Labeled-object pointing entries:
## Begin

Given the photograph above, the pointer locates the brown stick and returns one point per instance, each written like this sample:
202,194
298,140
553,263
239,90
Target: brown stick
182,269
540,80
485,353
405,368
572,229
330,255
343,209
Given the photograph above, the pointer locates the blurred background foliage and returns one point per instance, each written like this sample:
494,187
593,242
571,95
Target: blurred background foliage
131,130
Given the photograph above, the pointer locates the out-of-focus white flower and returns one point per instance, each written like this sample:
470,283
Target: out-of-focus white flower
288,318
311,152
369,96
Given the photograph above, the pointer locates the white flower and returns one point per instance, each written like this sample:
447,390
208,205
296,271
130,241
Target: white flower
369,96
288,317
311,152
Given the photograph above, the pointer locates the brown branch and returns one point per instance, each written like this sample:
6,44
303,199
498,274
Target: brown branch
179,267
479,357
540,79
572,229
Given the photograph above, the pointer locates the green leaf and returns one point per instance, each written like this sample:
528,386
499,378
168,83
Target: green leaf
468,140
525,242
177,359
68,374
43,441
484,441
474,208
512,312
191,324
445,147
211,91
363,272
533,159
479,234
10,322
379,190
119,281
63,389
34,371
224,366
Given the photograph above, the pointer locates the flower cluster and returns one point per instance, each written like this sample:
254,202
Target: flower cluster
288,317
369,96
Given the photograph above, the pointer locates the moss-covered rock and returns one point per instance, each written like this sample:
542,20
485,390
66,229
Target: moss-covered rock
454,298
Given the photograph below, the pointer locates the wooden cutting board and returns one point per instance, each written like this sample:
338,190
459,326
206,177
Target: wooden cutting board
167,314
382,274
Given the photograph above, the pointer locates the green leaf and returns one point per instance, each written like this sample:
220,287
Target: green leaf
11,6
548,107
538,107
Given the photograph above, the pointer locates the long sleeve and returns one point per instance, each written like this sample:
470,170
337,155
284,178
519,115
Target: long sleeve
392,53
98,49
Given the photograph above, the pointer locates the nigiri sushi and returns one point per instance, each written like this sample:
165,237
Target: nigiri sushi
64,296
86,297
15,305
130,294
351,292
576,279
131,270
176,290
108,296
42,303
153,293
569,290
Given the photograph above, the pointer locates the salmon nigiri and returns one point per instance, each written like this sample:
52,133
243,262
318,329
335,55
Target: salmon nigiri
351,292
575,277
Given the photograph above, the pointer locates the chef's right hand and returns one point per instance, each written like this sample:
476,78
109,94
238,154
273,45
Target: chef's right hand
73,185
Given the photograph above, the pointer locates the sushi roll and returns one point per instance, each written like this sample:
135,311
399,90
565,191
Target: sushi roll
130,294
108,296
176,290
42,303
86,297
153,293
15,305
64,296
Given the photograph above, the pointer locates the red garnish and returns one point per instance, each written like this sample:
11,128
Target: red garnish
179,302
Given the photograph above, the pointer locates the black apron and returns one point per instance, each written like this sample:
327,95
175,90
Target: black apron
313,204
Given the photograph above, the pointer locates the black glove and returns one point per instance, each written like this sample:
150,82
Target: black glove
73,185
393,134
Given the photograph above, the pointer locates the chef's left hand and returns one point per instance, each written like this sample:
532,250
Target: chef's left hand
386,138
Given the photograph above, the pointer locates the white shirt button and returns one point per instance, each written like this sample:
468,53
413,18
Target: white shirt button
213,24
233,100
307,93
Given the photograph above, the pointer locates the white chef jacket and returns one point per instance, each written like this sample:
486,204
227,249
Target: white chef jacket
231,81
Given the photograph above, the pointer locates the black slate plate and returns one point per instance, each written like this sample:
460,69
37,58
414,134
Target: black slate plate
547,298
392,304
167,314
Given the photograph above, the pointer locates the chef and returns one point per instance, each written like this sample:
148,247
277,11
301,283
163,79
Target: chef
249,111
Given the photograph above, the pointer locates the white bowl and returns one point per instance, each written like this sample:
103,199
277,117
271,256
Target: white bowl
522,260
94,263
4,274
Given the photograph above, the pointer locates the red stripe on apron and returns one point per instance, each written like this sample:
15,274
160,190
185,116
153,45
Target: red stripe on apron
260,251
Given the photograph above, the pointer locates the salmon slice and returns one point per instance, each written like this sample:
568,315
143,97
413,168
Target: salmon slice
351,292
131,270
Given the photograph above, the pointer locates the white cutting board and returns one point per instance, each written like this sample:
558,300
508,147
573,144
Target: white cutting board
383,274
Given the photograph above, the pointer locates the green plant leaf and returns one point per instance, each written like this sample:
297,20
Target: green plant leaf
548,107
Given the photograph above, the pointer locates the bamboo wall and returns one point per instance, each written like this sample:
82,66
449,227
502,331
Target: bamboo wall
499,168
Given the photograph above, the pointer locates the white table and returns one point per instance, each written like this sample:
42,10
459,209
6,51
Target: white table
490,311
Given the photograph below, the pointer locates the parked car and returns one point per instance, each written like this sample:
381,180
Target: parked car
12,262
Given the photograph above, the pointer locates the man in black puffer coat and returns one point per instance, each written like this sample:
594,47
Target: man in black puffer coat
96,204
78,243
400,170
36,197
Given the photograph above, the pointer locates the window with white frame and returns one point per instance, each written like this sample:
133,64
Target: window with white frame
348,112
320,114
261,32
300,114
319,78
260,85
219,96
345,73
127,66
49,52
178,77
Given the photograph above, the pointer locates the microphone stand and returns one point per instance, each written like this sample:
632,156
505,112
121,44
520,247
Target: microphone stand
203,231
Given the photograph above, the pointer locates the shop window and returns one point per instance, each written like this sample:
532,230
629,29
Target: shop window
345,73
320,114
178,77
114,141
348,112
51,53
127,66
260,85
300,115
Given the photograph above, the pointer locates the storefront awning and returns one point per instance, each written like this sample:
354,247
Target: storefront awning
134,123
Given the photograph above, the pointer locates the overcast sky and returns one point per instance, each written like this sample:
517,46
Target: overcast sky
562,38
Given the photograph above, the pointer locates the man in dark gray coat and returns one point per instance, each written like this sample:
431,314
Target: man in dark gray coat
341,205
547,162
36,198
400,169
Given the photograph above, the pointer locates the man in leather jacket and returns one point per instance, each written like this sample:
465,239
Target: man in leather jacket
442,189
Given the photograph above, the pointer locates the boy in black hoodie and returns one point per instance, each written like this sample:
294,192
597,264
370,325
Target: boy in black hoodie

## End

- _TASK TO COMPLETE_:
Each line of the material should be echoed exactly.

- _WORKED SOLUTION_:
Given the photograph above, the pointer locates the brown stick and returns one point per instance, each written like this sample:
202,194
298,140
553,263
239,90
Target: brown stick
182,269
540,80
485,353
405,368
572,229
330,255
343,209
Given the photograph above, the pointer locates the blurred background foliage and returns one point per instance, each written like this sample:
494,187
593,242
571,95
Target: blurred background foliage
131,130
Given the photograph above, the pointer locates the out-of-focus white flower and returns one point per instance, each written like this sample:
470,283
Target: out-of-focus white flower
288,318
311,152
369,96
Given the photograph above, the pointer locates the white flower and returns one point per instance, each written like this sample:
447,390
208,205
296,271
130,241
Target: white flower
369,96
288,317
311,152
Given the photograph above, the pointer locates the brown branch and returns one point per instance, each written like this sample:
6,44
303,199
498,274
Target: brown branch
179,267
479,357
540,79
572,229
Given the photograph above, the pointer locates the green leaf and returns one point per instance, each written like this sample:
528,386
499,378
168,83
Target: green leaf
468,140
525,242
177,359
68,374
43,441
484,441
474,208
512,312
191,324
445,147
211,91
363,272
533,159
479,234
10,322
379,190
119,281
63,389
34,371
224,366
Given the photograph above, the pointer locates the flower cluster and returns one point per instance, each written like this sample:
254,202
Target: flower cluster
288,317
369,96
Given the photograph above, the pointer locates the moss-covered rock and returns one point per instance, each written like this sample:
542,20
485,390
66,229
Target: moss-covered rock
454,298
Given the photograph below, the pointer locates the wooden cutting board and returns one point per instance, each written like this sample:
338,190
459,326
206,177
Target: wooden cutting board
167,314
382,274
Given the photograph above, the pointer locates the green leaf and returns one point per instance, each written like this sample:
220,287
Target: green leaf
11,6
548,107
538,107
Given the photograph above, the pointer locates the long sleeve and returns one point per instance, each written like this sample:
470,170
337,155
284,178
519,115
Target: long sleeve
392,53
98,49
Given the photograph above, the pointer locates the nigiri sushi and returns one point per instance, each written like this sample:
165,237
Target: nigiri sushi
64,296
86,297
15,305
130,294
351,292
576,279
131,270
176,290
108,296
42,303
153,293
569,290
Given the photograph above, the pointer locates the salmon nigiri and returns one point per instance, each written like this sample:
52,133
243,262
318,329
335,55
Target: salmon nigiri
351,292
575,277
Given the photograph above, the pointer locates the chef's right hand and returns one point per instance, each written like this sample:
476,78
109,94
238,154
273,45
Target: chef's right hand
73,185
Given the photograph above, the pointer locates the sushi roll and returns one point per instance, each written like this sample:
135,311
399,90
565,191
Target: sushi roll
130,294
108,296
176,290
42,303
86,297
153,293
15,305
64,296
Given the photograph above, the pointer locates the red garnish and returns one point per instance, each written like this sample:
11,128
Target: red garnish
179,302
Given the photograph above, the pointer locates the black apron and returns one point per instance, each written like this sample:
327,95
175,90
Target: black apron
313,204
Given the photograph above, the pointer locates the black glove and returns one point per instance, each written like this sample:
150,82
Target: black glove
73,185
393,134
Given the photograph above, the pointer locates the chef's left hand and returns one point per instance, each written like this sample:
532,250
Target: chef's left hand
386,138
Given the photograph above, the pointer locates the white shirt button and returns one point per instance, each written like this sample:
468,53
413,18
Target: white shirt button
213,24
233,100
307,93
Given the photograph above, the pointer locates the white chef jacket and returns one point per instance, each written like this sample:
486,204
227,249
Target: white chef jacket
231,81
Given the photograph above, the pointer locates the black slate plate and returns one point per instance, each written like this sample:
460,69
37,58
414,134
Target: black slate plate
547,298
392,304
167,314
Given the photograph above, the pointer locates the chef and returns one point per instance, each written like this sample:
148,247
277,11
301,283
163,79
Target: chef
249,111
Given the photograph above, the pointer locates the white bowl and returns one point per instance, each written like this sample:
103,199
277,117
271,256
Target: white bowl
522,260
94,263
4,274
Given the photograph above, the pointer locates the red stripe on apron and returns one point per instance, each written like this sample:
15,274
160,190
185,116
153,45
Target: red stripe on apron
260,251
Given the photograph above, the pointer locates the salmon slice and returns one point per instance, each written like this sample:
568,315
143,97
413,168
Target: salmon slice
351,292
131,270
Given the photograph above, the pointer locates the white cutting board and returns one point per instance, each written like this sample:
558,300
508,147
573,144
Target: white cutting board
383,274
Given the photograph above, the pointer locates the green plant leaf and returns one point per instance, each written like this sample:
297,20
Target: green plant leaf
548,107
Given the photograph above, the pointer locates the bamboo wall and returns one point per instance, each written like this sample:
82,66
449,227
502,331
Target: bamboo wall
499,168
Given the photograph above, the pointer locates the white table and returns one point per instance, each written like this sample:
42,10
459,209
6,51
Target: white table
490,311
Given the photograph below, the pointer locates the parked car and returns one point per instance, each written like this sample:
381,180
Target: parked car
12,262
Given the photograph above, the pointer locates the man in black puffer coat and returns one point per instance, each written like this sample:
594,47
Target: man in black puffer coat
96,204
78,243
400,170
36,197
Given the photograph above, the pointer locates the window with white frame and returns one point per instance, each written like this sample:
133,64
Target: window with white frame
348,112
320,114
261,32
300,114
319,78
260,85
219,96
345,73
127,66
49,52
178,77
Given the photograph above, the pointer locates the microphone stand and returns one point per instance, each written like this sample:
632,156
505,112
121,44
520,247
Target: microphone stand
203,231
Given the photograph above, the pointer locates the shop window and returns one point per instance, each written like this sample:
532,230
629,29
Target: shop window
345,73
320,114
178,77
114,141
348,112
51,53
127,66
260,85
300,115
Given the photograph above, the pointer locates the storefront awning and returns one point per instance, each written like this sample:
354,247
Target: storefront awning
134,123
Given the photograph above, the pointer locates the overcast sky and returns one point per instance, each written like this sample:
517,46
Target: overcast sky
562,38
Given the photograph above, the pointer locates the man in dark gray coat and returns one point per instance, each written like this sample:
431,314
Target: man in dark gray coat
341,205
547,162
36,198
400,169
Given the photograph above, the pointer locates the man in leather jacket and returns one point per instance, each written like this sample:
465,239
Target: man in leather jacket
442,189
Given the photograph above, the pointer locates the boy in black hoodie and returns one point per instance, each written like this sample:
294,192
597,264
370,325
Target: boy in black hoodie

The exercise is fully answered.